**TEXT EXTRACT:**
==========

Consider the series $$\sum_{n=1}^\infty\frac{(-1)^n}{n\log^2(n+1)}.$$ Determine whether it converges absolutely or conditionally.
My attempt
S=$\sum_{n=1}^{\infty}( -1)^n$ an
an is monotonically decreasing and it approaches zero when n approaches infinity. So series is convergent .
Doubt
How to check for absolute convergence? Ratio test fails here.
On
Yes, you are correct, ratio test fails here. Hint: note that for $n\geq 3$, $$0\leq \frac{1}{n(\log^2(n+1))}\leq \frac{1}{n(\log^2(n))}\leq \int_{n-1}^{n}\frac{dx}{x(\log^2(x))}=\frac{1}{\log(n-1)}-\frac{1}{\log(n)}.$$
What may we conclude?
On
Simply we have $$\sum_{n=2}^\infty\frac{1}{n\log^2(n+1)}<\sum_{n=2}^\infty\frac{1}{n\log^2(n)}$$ and one may use the integral test for evaluating $\displaystyle\int_{2}^\infty\frac{dx}{x\log^2x}=\dfrac{1}{\log 2}$.
For the absolute convergence by cauchy condensation test we can consider the convergenge of the condensed series $\sum 2^n a_{2^n}$ that is
$$\sum \frac{2^n}{2^n(\log^2(2^n+1))}=\sum \frac{1}{\log^2(2^n+1)}$$
which converges by limit comparison test with $\sum \frac1{n^2}$ indeed
$$\frac{1}{\log^2(2^n+1)}\sim\frac1{n^2\log^2 2}$$

==========

**WHAT IS REQUIRED:** Copy the forum thread on the convergence of the alternating series word for word, from start to finish.

**DATA EXTRACT:**
==========

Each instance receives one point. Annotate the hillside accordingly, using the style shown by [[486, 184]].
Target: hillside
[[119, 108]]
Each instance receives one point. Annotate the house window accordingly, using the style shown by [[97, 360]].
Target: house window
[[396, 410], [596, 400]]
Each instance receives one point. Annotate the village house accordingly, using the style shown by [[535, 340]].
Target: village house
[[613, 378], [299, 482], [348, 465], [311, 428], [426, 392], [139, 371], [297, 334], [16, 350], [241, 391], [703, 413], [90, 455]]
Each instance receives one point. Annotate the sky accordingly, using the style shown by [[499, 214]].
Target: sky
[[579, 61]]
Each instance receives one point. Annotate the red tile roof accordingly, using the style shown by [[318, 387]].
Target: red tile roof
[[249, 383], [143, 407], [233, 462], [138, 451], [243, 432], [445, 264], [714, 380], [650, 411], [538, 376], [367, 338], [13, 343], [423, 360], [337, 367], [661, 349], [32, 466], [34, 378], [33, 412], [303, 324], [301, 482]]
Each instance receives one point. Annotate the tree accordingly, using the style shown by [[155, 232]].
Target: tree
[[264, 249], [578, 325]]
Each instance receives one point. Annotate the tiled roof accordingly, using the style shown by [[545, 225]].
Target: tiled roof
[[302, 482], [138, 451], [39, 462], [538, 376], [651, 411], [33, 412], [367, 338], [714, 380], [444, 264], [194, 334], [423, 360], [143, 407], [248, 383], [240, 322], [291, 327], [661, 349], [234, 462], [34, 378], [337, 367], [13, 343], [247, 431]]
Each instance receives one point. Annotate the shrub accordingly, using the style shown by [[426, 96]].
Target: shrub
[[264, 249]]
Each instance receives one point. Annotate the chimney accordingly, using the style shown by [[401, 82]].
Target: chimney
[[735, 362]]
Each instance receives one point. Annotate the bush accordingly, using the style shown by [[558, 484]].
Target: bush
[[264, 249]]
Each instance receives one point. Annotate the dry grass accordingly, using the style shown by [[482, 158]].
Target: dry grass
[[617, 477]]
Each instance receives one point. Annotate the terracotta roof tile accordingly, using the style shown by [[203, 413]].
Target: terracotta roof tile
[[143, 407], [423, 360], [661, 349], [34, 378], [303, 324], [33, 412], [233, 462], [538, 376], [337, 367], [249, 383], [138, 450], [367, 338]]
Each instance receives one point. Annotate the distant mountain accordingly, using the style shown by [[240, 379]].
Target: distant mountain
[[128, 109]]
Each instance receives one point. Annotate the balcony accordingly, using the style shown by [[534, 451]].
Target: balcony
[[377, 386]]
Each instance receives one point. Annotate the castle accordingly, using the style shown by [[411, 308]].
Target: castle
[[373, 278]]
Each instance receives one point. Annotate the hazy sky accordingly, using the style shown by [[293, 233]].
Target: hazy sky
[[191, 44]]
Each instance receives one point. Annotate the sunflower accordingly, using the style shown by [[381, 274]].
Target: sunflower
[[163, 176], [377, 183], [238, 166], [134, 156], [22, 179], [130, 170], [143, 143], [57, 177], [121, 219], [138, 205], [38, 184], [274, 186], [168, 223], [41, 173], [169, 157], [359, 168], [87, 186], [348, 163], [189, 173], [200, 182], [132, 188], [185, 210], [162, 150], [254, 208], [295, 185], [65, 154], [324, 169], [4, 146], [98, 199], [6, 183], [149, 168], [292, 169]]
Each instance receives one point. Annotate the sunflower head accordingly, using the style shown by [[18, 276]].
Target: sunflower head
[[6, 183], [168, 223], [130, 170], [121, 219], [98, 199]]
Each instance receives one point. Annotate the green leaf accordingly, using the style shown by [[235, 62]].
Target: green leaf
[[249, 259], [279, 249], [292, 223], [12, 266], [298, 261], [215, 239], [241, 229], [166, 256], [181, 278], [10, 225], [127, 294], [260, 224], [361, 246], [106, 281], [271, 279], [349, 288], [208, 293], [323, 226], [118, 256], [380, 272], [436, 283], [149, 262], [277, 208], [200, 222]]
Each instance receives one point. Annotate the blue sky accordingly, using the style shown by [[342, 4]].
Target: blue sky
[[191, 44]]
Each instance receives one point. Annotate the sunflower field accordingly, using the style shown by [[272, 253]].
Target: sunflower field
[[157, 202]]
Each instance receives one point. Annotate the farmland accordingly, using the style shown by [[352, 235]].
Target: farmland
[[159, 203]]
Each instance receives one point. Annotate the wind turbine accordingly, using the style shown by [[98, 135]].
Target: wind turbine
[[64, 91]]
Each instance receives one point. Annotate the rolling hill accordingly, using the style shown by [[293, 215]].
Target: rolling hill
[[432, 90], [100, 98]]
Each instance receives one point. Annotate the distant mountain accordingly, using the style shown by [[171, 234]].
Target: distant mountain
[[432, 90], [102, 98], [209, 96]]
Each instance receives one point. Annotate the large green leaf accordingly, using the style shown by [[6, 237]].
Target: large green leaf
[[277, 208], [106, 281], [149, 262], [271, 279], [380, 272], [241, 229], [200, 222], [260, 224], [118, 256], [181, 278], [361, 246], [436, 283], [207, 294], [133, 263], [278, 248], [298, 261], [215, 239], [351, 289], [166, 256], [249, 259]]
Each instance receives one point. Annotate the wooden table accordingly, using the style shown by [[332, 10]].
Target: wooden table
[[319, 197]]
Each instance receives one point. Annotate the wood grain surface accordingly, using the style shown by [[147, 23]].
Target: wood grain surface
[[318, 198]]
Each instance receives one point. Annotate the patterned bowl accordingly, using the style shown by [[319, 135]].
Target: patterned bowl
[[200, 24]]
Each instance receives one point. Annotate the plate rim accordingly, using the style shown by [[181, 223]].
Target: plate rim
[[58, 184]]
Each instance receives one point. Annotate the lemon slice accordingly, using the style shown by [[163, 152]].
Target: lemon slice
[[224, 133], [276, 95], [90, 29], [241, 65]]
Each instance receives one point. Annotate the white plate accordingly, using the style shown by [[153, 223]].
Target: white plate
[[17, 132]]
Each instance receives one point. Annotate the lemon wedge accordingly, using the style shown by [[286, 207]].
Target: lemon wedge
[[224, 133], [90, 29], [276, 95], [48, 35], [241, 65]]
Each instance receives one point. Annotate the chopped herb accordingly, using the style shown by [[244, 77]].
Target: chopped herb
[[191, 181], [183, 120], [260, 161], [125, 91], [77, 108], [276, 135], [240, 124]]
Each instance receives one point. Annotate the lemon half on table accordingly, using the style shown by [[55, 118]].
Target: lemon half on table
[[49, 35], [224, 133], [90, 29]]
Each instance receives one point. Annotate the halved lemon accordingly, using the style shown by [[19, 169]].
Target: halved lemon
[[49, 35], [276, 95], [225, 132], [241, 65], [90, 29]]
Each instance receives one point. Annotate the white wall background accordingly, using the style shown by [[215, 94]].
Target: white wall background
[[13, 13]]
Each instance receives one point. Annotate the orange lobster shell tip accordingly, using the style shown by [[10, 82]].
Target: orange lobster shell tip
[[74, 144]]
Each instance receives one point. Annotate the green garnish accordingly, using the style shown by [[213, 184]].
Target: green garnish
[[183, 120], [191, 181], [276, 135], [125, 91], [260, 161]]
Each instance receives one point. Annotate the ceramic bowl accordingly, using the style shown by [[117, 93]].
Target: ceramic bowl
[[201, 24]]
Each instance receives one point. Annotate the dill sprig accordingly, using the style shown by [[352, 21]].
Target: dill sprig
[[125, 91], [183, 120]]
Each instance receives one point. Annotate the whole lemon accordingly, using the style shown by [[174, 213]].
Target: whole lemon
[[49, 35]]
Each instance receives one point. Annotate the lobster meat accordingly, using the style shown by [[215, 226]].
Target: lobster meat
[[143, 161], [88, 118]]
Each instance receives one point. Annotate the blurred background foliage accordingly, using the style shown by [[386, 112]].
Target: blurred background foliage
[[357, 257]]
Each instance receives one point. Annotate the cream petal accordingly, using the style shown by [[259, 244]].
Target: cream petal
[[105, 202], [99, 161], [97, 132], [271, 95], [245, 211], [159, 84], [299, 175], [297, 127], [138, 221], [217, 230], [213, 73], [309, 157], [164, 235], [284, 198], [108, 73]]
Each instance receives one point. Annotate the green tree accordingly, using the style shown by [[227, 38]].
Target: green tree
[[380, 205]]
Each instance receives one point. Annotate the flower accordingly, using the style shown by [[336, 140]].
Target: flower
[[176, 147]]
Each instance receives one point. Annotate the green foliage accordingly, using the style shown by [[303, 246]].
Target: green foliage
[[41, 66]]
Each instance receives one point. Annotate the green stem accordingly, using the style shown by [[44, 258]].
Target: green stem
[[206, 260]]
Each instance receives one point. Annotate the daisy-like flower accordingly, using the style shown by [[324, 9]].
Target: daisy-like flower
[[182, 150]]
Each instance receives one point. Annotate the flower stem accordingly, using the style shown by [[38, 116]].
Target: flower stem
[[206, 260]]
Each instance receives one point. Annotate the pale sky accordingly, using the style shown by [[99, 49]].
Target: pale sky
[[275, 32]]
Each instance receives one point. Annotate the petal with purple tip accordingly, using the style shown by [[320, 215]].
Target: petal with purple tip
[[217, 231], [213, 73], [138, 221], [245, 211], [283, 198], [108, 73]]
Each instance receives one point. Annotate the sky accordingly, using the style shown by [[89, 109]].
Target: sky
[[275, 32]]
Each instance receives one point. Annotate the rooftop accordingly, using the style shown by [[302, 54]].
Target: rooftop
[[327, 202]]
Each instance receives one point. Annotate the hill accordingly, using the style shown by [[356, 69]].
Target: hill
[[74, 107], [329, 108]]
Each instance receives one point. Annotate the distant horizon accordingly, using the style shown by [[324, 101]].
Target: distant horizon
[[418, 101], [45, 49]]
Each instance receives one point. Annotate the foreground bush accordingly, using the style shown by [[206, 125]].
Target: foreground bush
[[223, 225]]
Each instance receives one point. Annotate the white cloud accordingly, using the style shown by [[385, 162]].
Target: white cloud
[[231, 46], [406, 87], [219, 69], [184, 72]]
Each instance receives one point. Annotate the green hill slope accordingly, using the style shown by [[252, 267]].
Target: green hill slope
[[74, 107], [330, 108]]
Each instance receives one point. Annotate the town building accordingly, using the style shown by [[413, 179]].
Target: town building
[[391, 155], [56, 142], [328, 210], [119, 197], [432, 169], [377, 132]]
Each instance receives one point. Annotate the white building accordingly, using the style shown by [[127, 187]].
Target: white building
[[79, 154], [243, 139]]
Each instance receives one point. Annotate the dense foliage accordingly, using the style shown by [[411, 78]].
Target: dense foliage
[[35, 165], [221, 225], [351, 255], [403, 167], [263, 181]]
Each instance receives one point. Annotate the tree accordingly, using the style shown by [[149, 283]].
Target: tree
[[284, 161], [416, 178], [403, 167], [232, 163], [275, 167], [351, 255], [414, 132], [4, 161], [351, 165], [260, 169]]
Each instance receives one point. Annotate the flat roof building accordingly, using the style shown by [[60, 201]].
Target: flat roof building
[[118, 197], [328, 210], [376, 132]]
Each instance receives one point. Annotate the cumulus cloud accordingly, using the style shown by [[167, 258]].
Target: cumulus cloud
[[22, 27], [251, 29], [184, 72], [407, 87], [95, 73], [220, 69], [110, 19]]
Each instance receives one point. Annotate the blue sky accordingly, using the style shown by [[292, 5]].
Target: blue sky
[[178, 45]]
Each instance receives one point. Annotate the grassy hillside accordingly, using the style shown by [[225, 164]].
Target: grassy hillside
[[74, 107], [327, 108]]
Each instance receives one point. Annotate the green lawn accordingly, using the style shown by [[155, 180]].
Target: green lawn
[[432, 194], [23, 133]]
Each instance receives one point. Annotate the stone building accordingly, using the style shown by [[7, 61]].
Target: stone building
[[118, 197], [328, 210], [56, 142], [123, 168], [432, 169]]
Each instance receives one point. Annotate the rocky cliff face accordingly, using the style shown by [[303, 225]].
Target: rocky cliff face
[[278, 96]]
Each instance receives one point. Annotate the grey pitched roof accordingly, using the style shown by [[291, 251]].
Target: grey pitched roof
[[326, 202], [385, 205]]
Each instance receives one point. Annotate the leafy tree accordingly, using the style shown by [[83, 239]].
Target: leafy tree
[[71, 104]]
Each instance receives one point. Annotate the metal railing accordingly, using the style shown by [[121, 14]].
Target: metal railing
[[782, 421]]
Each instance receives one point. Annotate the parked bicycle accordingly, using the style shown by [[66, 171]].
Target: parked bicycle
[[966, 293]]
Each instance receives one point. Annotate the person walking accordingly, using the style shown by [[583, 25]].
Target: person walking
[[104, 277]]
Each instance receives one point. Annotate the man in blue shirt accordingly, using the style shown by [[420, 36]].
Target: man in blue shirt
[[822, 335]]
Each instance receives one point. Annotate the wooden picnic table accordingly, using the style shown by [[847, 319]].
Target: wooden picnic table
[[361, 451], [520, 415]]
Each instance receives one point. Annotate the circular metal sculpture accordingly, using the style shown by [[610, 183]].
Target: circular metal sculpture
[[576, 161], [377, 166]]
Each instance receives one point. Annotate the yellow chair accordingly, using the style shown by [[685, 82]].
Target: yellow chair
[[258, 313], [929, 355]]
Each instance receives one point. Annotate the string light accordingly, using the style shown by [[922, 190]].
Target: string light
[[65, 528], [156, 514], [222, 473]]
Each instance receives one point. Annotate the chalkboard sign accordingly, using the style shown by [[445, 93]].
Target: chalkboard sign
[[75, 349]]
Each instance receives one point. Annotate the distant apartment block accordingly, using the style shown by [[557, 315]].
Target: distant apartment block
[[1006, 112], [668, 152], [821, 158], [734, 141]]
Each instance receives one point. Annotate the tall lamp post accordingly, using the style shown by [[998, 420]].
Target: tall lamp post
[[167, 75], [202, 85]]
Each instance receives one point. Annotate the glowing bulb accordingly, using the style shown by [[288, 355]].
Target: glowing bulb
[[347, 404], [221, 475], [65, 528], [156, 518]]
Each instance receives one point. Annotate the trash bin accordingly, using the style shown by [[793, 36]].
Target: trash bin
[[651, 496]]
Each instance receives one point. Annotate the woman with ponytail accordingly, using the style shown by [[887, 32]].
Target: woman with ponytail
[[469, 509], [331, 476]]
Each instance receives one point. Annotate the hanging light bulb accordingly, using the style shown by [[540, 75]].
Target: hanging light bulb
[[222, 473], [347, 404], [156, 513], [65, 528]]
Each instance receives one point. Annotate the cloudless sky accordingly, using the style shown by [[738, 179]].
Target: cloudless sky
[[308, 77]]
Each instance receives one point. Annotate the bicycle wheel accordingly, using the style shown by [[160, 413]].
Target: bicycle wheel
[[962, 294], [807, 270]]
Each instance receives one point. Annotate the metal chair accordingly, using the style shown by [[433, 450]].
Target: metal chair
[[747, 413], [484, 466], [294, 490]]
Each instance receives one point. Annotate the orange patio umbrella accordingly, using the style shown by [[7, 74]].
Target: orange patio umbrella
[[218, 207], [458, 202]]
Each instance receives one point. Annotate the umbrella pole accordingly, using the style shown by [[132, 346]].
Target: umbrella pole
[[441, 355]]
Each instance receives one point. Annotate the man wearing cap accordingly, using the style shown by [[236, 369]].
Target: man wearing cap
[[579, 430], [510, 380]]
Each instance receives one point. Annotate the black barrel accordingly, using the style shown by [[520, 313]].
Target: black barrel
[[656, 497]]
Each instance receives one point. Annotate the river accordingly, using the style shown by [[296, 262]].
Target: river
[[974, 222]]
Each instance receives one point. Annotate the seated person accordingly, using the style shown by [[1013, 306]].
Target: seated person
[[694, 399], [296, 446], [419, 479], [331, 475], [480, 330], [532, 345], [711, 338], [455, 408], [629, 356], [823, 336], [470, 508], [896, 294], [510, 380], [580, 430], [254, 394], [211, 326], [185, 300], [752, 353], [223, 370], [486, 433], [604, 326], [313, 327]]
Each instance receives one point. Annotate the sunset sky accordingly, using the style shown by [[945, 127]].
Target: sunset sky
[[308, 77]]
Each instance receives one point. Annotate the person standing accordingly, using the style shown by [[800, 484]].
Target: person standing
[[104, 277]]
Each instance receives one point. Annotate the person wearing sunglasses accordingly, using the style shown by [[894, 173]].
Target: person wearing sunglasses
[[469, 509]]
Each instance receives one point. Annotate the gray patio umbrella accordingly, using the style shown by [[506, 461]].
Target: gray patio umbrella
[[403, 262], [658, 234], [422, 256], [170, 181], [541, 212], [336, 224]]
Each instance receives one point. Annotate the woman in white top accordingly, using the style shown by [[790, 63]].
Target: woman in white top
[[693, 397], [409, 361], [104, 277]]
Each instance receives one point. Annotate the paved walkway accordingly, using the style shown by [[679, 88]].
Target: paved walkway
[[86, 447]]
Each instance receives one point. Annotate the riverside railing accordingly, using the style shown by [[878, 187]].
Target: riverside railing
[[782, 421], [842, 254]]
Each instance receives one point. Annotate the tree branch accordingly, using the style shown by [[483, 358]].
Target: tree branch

==========

**TASK OUTPUT:**
Consider the series $$\sum_{n=1}^\infty\frac{(-1)^n}{n\log^2(n+1)}.$$ Determine whether it converges absolutely or conditionally.
My attempt
S=$\sum_{n=1}^{\infty}( -1)^n$ an
an is monotonically decreasing and it approaches zero when n approaches infinity. So series is convergent .
Doubt
How to check for absolute convergence? Ratio test fails here.
On
Yes, you are correct, ratio test fails here. Hint: note that for $n\geq 3$, $$0\leq \frac{1}{n(\log^2(n+1))}\leq \frac{1}{n(\log^2(n))}\leq \int_{n-1}^{n}\frac{dx}{x(\log^2(x))}=\frac{1}{\log(n-1)}-\frac{1}{\log(n)}.$$
What may we conclude?
On
Simply we have $$\sum_{n=2}^\infty\frac{1}{n\log^2(n+1)}<\sum_{n=2}^\infty\frac{1}{n\log^2(n)}$$ and one may use the integral test for evaluating $\displaystyle\int_{2}^\infty\frac{dx}{x\log^2x}=\dfrac{1}{\log 2}$.
For the absolute convergence by cauchy condensation test we can consider the convergenge of the condensed series $\sum 2^n a_{2^n}$ that is
$$\sum \frac{2^n}{2^n(\log^2(2^n+1))}=\sum \frac{1}{\log^2(2^n+1)}$$
which converges by limit comparison test with $\sum \frac1{n^2}$ indeed
$$\frac{1}{\log^2(2^n+1)}\sim\frac1{n^2\log^2 2}$$